Collect all lines from the records below that include the word "pane".

(Items listed in a dataset)
■ ■ ■ ■
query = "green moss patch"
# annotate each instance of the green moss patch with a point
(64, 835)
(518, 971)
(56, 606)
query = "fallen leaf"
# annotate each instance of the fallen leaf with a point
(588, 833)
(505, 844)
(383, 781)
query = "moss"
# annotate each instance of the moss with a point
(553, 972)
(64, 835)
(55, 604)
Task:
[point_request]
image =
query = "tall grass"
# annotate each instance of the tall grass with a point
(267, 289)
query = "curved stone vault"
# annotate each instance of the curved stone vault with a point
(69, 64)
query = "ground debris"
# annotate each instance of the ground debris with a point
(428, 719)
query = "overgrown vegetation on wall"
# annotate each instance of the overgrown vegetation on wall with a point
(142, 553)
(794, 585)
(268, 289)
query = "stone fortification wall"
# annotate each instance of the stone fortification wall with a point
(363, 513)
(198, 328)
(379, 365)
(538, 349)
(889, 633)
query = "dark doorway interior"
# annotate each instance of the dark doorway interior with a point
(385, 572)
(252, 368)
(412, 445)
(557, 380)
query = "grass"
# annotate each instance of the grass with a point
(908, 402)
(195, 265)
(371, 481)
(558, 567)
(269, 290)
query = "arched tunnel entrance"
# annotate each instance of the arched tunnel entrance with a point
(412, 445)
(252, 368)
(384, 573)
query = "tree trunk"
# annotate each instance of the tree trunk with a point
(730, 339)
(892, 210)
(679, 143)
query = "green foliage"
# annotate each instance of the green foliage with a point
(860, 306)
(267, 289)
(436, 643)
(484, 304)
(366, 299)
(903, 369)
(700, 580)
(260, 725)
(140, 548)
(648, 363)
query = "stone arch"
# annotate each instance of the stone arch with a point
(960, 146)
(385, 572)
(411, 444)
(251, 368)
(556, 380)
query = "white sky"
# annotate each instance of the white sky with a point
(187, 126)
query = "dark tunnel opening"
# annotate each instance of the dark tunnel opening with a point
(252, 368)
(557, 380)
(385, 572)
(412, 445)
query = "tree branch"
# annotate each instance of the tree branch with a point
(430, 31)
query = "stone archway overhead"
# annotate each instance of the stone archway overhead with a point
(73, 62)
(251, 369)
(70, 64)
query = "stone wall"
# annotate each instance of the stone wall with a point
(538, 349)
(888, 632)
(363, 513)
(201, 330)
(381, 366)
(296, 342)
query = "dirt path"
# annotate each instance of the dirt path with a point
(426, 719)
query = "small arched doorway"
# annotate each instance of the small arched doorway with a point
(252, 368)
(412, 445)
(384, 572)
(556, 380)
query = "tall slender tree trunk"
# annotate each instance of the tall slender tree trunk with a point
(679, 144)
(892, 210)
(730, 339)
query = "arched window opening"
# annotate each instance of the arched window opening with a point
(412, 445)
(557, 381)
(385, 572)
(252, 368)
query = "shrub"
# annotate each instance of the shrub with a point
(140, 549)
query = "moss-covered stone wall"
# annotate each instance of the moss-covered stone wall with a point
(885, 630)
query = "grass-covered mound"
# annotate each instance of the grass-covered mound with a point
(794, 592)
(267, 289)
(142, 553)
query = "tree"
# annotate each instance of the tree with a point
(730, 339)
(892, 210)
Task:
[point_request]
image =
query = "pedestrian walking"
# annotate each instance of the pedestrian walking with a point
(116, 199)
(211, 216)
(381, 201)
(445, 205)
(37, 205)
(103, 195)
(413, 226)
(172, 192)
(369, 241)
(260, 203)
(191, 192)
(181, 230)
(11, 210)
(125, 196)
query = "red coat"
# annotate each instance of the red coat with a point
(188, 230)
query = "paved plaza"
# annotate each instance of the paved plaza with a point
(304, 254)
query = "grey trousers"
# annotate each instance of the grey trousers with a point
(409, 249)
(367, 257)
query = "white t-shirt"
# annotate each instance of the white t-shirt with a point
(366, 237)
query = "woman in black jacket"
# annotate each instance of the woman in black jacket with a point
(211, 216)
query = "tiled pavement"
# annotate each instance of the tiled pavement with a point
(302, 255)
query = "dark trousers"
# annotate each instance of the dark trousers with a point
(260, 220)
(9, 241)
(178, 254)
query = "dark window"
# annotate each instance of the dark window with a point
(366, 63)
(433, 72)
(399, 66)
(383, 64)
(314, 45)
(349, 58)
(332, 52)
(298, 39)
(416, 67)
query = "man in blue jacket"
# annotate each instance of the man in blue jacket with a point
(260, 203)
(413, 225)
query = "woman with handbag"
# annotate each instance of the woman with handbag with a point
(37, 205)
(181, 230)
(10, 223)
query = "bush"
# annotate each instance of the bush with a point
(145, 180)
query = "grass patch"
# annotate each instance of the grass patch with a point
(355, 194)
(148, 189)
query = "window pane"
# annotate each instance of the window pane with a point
■ ■ ■ ■
# The completed task:
query = "window pane"
# annotate each instance of the window pane with a point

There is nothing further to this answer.